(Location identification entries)
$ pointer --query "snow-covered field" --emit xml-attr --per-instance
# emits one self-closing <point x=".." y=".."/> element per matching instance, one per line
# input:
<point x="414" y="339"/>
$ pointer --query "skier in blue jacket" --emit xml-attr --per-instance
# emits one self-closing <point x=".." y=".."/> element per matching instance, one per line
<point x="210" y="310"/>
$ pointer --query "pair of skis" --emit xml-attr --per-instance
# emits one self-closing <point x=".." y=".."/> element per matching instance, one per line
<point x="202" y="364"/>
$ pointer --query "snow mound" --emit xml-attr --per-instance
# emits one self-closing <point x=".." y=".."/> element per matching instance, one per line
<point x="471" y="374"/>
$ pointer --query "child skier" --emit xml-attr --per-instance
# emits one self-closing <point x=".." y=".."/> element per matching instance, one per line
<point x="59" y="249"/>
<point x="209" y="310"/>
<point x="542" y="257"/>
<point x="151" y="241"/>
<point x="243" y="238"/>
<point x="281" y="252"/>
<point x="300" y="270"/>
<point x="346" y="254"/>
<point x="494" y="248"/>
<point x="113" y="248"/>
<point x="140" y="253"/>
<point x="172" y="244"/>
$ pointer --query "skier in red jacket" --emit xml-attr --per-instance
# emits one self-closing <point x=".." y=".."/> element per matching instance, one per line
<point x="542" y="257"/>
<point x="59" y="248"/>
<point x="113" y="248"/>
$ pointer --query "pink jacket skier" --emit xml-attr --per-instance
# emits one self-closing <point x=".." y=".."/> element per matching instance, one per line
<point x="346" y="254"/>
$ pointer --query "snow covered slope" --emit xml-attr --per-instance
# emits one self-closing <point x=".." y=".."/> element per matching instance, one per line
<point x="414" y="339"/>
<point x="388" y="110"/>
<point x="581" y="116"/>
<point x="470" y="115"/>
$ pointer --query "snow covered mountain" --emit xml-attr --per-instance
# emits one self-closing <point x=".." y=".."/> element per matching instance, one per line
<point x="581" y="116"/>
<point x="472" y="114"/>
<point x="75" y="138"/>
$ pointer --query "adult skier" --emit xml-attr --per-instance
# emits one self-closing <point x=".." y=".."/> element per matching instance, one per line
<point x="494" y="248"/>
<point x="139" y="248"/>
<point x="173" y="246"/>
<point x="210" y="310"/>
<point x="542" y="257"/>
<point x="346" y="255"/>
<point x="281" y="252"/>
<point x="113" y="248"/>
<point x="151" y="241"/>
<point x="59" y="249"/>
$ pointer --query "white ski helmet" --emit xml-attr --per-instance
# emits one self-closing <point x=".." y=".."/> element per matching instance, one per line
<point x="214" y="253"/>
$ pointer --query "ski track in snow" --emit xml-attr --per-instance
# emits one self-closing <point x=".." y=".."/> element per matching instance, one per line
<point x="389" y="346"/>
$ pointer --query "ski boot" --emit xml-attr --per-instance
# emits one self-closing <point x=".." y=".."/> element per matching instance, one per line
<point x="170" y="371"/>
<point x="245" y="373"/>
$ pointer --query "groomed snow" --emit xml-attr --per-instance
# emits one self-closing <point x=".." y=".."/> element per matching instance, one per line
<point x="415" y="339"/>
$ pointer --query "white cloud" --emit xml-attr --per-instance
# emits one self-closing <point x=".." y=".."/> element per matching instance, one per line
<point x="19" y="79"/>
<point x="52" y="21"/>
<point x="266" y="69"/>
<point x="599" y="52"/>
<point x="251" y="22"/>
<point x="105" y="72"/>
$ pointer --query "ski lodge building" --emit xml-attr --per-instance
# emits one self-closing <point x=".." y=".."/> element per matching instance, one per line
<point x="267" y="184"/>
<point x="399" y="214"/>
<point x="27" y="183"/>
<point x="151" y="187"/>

THE PROBLEM>
Transcribe every entry verbatim.

ANSWER TO THIS TASK>
$ pointer --query "snow-covered field" --emit xml-attr --per-instance
# emits one self-closing <point x=".." y=".."/> element per matching instance, one per line
# input:
<point x="414" y="339"/>
$ pointer --query "skier in blue jacket" --emit xml-attr --per-instance
# emits one self-closing <point x=".." y=".."/> element per matching instance, one per line
<point x="210" y="310"/>
$ pointer --query "pair of skis" --emit xml-attr --per-instance
# emits one self-closing <point x=".." y=".."/> element per matching instance, one per line
<point x="202" y="364"/>
$ pointer --query "snow mound" --emit xml-attr --per-instance
# emits one self-closing <point x=".." y=".."/> element per matching instance, one per line
<point x="471" y="374"/>
$ pointer --query "child skier" --emit xml-attr --per-instance
# emits one self-closing <point x=".." y=".."/> element per matching instance, one per line
<point x="59" y="249"/>
<point x="209" y="310"/>
<point x="542" y="257"/>
<point x="151" y="241"/>
<point x="243" y="238"/>
<point x="281" y="252"/>
<point x="300" y="270"/>
<point x="346" y="254"/>
<point x="494" y="248"/>
<point x="113" y="248"/>
<point x="140" y="253"/>
<point x="172" y="244"/>
$ pointer --query "skier in red jacket" --emit xml-attr --per-instance
# emits one self-closing <point x=".." y=".."/> element per matching instance, one per line
<point x="542" y="257"/>
<point x="59" y="248"/>
<point x="113" y="248"/>
$ pointer --query "pink jacket skier" --emit xml-attr --per-instance
# emits one self-closing <point x=".." y=".."/> element per matching instance, one per line
<point x="346" y="254"/>
$ pointer --query "snow covered slope" --emit xml-attr --per-instance
# emits one self-closing <point x=".." y=".."/> element per matching instance, one per line
<point x="414" y="339"/>
<point x="388" y="110"/>
<point x="581" y="116"/>
<point x="470" y="115"/>
$ pointer --query "snow covered mountain" --emit xml-attr --per-instance
# emits one self-closing <point x=".." y=".."/> element per matching instance, one per line
<point x="581" y="116"/>
<point x="472" y="114"/>
<point x="75" y="138"/>
$ pointer --query "adult skier" --emit xml-attr --per-instance
# emits one self-closing <point x=".." y=".."/> element per matching instance, one per line
<point x="494" y="248"/>
<point x="139" y="248"/>
<point x="173" y="246"/>
<point x="210" y="310"/>
<point x="542" y="257"/>
<point x="346" y="255"/>
<point x="281" y="252"/>
<point x="113" y="248"/>
<point x="151" y="241"/>
<point x="59" y="249"/>
$ pointer --query "white ski helmet" --emit xml-attr --per-instance
# emits one self-closing <point x=".." y=".."/> element per matching instance, one per line
<point x="214" y="253"/>
$ pointer --query "ski track in snow" --emit xml-attr --per-instance
# emits one self-closing <point x=".." y=".."/> element per matching instance, one per line
<point x="389" y="346"/>
$ pointer --query "ski boot" --emit xml-attr --per-instance
# emits one self-closing <point x=".." y=".."/> element per matching instance, one per line
<point x="170" y="371"/>
<point x="245" y="373"/>
$ pointer --query "groomed snow" --emit xml-attr --per-instance
# emits one self-closing <point x=".." y=".."/> element per matching instance, one per line
<point x="415" y="339"/>
$ pointer --query "white cloud" --emit xml-attr --per-instance
# emits one self-closing <point x=".." y=".."/> element per matching instance, one per line
<point x="19" y="79"/>
<point x="52" y="21"/>
<point x="266" y="69"/>
<point x="599" y="52"/>
<point x="251" y="22"/>
<point x="105" y="72"/>
$ pointer --query "ski lodge building" --emit xml-attr --per-instance
# emits one self-closing <point x=".." y=".."/> element per matching instance, one per line
<point x="267" y="184"/>
<point x="399" y="214"/>
<point x="27" y="183"/>
<point x="151" y="187"/>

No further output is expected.